PROBLEM = After finding the line that contains "Ground brick house", reproduce it and each line below it through the end of the listing, exactly, with nothing added.
──────── MATERIAL FOR THIS EXERCISE ────────
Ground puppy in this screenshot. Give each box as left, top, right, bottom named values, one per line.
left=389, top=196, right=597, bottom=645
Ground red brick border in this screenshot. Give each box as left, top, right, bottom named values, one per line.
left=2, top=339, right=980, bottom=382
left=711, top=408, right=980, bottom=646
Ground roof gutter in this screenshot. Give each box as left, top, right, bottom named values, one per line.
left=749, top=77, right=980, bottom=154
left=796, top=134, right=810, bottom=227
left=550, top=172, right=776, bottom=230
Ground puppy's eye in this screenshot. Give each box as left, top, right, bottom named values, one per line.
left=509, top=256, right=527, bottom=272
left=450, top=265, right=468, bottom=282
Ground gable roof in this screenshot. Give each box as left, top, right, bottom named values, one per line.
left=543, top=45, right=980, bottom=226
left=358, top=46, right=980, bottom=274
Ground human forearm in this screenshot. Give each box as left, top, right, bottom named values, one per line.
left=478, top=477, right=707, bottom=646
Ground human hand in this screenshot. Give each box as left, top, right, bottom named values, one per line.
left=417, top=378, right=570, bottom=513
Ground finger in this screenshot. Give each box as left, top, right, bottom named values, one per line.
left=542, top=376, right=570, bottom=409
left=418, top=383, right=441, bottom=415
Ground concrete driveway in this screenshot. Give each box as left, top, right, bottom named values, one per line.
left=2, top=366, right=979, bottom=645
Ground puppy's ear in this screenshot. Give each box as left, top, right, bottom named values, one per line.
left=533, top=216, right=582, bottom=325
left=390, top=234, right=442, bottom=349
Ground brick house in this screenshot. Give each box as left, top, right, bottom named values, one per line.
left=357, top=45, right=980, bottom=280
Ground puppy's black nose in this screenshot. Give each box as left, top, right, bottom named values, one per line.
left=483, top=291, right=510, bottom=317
────────
YOUR SOLUTION =
Ground brick house in this screenshot. Give each box as left, top, right, bottom named values, one per line.
left=357, top=45, right=980, bottom=280
Ground puppy's black nose in this screenshot. Give each box as left, top, right, bottom named values, one per line.
left=483, top=291, right=510, bottom=317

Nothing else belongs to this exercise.